_Tasks and exercises_
a. Decide whether each statement below agrees with the post on compression limits, answering yes or no and quoting the deciding words of the post: (i) Award-winning archivers such as PAQ are starting to use neural nets. (ii) As the model improves, the gains in compression keep growing. (iii) When the simulated .bmp file matches the input, the machine saves that file.
b. In the post on compression limits, rewrite the passage between "An illustrative comparison" and "et al. (2019).", inclusive, replacing "illustrative" with "instructive".
c. According to the post on compression limits, why would a compressor with a complete simulation of the entire universe have a really good compression ratio? Answer in one to three sentences.

_Quoted passage_
•••••

Compression Limits and Understanding

Published: Dec 3, 2023

If you search "data compression theoretical limit" you'll be referred to Shannon's Source Coding Theorem, and maybe Kolmogorov complexity if you look a little deeper.

Compression algorithms are founded on the belief that, somehow, your data is actually less data in a puffy jacket. I'm about to follow this line of reasoning until I crash, so hang on tight.

Squishing Pictures

I like raster graphics; let's look at image compression.

State-of-the-art (SOTA) image compression techniques are moving away from wavelet formats like JPEG XL and HEIF, and instead towards CNN (Convolutional Neural Network) / GAN (Generative Adversarial Network) autoencoders. Recently, even large language models have been crushing pixels. The point is: when it comes to compression, SOTA is becoming synonymous with neural machine learning. Actually, this is true for compression in general — even award-winning archivers like PAQ are starting to use neural nets.

An illustrative comparison of image compression algorithms (GAN in the top center). Courtesy of "Generative Adversarial Networks for Extreme Learned Image Compression" by Agustsson et al. (2019).

Indulge me for a minute. Suppose we compress a bitmap with a shallow convolutional autoencoder. Its latent space will probably have features corresponding to textures (e.g. "vertical stripes"), low-frequency components ("big dark blob here"), and so on.

As we deepen the network, tighten the latent space, and start throwing on more components, the features our compressor sees become increasingly abstract: it might 'know' what grass looks like. Maybe it's able to predict reflections. Maybe it develops a representation of Obama's face so it can store "Obama" rather than a huge vector containing his facial features.

As we continue to improve the model, it learns more and more about the world of images, and, consequently, our world. As it pares down its latent space, maybe it excludes 'physically impossible' scenes, and develops some intuition about gravity and objects. But the gains in compression dwindle, and the computation cost has already become absurd. Still, what if we ride the pareto frontier to its end? What if we had infinite compute and training data, and we knew what to do with it? How much could we compress our photos?

Deterministic Übercompression

Generally, the better your compressor understands its input data, the higher its compression ratio. It follows that a compressor with a complete simulation of the entire universe would have a really good compression ratio.

Here's how such a machine could (de)compress .bmp files:

  • Compression: The machine simulates the universe and begins counting each .bmp file that appears in order (relative to some reference frame, I suppose). Once the .bmp file matches the input .bmp, it terminates the simulation and saves the number.

•••••

_Supplied information_
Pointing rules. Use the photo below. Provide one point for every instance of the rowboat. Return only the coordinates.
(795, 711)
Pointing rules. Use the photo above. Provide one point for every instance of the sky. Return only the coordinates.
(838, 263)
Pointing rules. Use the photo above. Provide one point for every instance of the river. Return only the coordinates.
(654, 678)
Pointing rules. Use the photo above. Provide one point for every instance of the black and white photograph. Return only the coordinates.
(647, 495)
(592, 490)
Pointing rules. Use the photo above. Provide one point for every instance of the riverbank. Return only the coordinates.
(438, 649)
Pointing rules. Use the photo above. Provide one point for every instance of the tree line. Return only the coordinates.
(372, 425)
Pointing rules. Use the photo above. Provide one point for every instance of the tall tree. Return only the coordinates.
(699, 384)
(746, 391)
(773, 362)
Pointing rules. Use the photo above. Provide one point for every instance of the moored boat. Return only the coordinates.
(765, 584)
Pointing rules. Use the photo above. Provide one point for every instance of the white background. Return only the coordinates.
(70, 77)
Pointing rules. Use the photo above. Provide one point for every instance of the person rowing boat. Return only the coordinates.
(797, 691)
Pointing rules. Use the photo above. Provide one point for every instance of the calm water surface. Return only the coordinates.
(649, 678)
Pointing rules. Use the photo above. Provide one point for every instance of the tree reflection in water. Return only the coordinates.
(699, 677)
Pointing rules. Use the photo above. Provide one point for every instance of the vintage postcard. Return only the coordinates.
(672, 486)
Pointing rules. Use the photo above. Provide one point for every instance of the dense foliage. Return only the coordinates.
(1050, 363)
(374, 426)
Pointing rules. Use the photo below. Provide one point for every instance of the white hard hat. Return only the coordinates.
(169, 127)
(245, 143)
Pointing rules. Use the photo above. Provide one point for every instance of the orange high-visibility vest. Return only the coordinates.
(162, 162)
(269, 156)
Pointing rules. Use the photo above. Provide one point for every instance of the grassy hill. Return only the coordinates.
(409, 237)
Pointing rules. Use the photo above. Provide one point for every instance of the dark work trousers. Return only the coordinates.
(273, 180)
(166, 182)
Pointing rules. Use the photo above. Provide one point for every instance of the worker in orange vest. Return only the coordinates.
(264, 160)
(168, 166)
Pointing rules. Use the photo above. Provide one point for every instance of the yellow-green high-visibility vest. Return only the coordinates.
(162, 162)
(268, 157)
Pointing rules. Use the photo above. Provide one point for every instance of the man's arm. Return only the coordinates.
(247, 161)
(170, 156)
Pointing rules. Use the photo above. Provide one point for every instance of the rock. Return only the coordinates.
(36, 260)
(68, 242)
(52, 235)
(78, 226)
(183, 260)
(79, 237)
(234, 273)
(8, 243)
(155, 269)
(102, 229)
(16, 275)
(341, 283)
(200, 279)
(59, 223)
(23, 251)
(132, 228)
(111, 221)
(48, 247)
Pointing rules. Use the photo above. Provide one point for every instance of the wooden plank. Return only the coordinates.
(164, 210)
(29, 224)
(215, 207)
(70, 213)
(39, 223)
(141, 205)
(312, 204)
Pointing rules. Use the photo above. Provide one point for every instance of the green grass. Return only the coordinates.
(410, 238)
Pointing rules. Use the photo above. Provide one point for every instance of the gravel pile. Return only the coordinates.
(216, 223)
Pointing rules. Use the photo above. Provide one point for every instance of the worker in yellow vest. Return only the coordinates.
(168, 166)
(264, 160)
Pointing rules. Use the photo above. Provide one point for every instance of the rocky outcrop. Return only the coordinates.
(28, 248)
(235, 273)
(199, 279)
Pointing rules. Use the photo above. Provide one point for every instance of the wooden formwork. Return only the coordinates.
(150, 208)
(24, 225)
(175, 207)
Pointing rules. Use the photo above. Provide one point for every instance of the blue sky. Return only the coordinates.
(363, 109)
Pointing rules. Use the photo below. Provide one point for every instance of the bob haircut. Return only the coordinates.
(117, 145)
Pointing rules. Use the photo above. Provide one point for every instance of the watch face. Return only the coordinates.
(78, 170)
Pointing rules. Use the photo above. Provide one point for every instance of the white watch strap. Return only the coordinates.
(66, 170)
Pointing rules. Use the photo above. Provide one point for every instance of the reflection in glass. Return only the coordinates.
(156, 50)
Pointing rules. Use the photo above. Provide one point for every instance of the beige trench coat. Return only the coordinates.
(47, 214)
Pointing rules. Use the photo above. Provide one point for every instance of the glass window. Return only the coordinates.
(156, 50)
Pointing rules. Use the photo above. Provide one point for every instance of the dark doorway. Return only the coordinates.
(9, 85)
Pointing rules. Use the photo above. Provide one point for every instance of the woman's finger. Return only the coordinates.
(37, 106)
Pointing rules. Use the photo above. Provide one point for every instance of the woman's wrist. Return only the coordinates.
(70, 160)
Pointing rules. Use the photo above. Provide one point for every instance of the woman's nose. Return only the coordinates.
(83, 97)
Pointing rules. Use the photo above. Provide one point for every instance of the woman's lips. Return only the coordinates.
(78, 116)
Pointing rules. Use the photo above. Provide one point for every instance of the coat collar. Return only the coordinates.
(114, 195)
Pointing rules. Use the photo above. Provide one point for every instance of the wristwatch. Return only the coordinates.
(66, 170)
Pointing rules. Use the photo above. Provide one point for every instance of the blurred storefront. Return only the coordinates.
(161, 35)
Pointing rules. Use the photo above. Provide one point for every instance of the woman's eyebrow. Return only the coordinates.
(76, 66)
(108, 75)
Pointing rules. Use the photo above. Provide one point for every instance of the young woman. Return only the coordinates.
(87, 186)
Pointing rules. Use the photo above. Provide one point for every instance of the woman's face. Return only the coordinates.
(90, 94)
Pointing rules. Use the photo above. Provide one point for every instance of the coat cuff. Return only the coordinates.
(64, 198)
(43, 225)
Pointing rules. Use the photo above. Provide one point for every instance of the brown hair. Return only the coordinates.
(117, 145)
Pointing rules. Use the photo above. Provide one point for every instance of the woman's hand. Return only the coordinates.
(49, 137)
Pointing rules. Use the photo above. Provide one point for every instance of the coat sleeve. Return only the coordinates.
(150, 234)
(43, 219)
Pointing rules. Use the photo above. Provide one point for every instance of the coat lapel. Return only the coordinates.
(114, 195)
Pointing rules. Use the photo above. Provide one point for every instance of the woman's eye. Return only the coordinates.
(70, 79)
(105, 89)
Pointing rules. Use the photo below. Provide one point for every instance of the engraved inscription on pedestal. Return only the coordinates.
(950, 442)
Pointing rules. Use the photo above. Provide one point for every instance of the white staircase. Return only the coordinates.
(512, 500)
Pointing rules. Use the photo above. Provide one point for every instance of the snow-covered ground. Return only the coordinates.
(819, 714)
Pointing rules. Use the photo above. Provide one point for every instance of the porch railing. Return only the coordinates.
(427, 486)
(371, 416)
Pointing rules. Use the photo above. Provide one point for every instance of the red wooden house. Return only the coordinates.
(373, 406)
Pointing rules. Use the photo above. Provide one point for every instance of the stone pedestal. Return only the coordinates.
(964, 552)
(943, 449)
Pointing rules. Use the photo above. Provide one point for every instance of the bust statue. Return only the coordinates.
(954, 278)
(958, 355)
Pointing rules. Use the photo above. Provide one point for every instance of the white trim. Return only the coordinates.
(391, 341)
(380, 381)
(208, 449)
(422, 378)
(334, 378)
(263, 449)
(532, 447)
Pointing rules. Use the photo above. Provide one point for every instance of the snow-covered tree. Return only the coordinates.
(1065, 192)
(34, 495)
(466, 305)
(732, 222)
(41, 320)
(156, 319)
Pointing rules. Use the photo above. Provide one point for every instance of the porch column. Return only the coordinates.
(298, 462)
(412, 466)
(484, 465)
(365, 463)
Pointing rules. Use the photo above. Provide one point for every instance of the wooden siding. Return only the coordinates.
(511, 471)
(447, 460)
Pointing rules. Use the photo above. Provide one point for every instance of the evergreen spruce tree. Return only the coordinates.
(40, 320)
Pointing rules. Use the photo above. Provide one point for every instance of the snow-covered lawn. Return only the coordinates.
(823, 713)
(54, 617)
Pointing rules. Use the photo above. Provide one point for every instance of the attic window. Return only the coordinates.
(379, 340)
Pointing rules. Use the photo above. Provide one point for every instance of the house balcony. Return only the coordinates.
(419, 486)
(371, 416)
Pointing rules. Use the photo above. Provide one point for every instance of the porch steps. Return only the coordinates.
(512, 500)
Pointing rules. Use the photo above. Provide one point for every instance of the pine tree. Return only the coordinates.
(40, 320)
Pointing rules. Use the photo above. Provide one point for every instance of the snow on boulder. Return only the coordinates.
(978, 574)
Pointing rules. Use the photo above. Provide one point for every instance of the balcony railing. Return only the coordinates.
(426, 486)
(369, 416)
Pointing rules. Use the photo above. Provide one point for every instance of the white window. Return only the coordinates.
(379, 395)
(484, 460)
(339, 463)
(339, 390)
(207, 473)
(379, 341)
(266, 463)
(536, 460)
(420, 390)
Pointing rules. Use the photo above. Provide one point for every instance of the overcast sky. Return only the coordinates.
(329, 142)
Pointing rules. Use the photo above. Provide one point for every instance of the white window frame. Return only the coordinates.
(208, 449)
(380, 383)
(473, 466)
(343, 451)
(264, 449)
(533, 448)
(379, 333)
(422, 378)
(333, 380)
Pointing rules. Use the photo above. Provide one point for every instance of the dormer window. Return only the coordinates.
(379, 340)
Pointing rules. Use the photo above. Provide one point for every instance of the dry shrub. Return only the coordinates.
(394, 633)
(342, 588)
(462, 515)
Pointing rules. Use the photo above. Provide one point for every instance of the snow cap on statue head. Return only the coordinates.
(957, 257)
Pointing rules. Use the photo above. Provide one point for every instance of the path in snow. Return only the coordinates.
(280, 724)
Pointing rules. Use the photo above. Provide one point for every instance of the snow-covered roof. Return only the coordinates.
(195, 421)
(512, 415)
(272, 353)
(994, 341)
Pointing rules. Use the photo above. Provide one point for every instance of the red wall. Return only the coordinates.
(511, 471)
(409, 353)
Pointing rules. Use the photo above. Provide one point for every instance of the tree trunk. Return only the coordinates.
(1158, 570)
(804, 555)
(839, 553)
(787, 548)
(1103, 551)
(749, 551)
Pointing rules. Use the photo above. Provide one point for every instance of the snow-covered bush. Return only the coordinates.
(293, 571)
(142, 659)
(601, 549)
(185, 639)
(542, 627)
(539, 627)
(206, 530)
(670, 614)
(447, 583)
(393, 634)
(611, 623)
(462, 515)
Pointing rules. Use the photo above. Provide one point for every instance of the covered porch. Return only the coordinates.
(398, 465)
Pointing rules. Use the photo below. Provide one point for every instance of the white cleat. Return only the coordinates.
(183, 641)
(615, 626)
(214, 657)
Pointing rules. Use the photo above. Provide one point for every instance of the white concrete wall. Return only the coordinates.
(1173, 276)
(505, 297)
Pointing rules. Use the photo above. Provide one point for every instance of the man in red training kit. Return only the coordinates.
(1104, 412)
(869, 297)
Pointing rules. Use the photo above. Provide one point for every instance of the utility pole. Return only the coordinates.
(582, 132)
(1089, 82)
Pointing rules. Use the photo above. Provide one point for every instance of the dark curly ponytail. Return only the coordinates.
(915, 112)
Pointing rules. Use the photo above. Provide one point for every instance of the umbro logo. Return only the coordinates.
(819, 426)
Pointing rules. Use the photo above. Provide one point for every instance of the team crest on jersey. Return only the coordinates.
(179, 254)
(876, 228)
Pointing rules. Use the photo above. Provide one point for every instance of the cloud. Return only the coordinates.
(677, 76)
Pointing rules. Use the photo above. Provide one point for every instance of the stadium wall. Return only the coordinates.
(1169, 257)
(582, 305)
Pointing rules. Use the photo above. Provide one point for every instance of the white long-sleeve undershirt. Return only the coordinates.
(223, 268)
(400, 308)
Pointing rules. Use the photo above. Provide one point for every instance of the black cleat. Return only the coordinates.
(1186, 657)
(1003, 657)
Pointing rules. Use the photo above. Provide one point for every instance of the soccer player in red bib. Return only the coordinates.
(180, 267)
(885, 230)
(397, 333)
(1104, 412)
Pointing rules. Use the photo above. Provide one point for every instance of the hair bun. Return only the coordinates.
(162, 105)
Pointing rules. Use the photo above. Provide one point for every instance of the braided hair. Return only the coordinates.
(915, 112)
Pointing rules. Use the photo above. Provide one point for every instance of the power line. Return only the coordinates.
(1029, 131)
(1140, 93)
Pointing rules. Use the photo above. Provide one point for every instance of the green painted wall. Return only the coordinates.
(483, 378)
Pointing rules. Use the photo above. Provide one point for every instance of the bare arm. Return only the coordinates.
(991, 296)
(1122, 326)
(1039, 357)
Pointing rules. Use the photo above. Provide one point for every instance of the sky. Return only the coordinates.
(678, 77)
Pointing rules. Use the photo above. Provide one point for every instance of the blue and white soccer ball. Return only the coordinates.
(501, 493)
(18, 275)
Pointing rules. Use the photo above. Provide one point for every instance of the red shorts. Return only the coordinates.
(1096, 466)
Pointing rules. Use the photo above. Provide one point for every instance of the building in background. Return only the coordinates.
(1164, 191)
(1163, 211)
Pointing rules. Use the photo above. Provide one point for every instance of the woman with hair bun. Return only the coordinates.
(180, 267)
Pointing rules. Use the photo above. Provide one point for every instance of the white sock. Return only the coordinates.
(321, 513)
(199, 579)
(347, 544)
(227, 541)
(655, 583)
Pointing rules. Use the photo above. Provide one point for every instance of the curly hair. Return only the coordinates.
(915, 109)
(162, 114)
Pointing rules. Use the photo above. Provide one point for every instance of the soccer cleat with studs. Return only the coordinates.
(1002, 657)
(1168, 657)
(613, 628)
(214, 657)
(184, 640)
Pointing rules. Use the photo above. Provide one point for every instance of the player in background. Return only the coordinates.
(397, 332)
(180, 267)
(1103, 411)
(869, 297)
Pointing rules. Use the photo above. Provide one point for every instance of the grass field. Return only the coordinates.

•••••

_Outputs for the tasks_
a.
(i) Yes: "even award-winning archivers like PAQ are starting to use neural nets."
(ii) No: "But the gains in compression dwindle, and the computation cost has already become absurd."
(iii) No: "Once the .bmp file matches the input .bmp, it terminates the simulation and saves the number."

b.
An instructive comparison of image compression algorithms (GAN in the top center). Courtesy of "Generative Adversarial Networks for Extreme Learned Image Compression" by Agustsson et al. (2019).

c. The post states that, generally, the better a compressor understands its input data, the higher its compression ratio. From this it follows, according to the post, that a compressor with a complete simulation of the entire universe would have a really good compression ratio.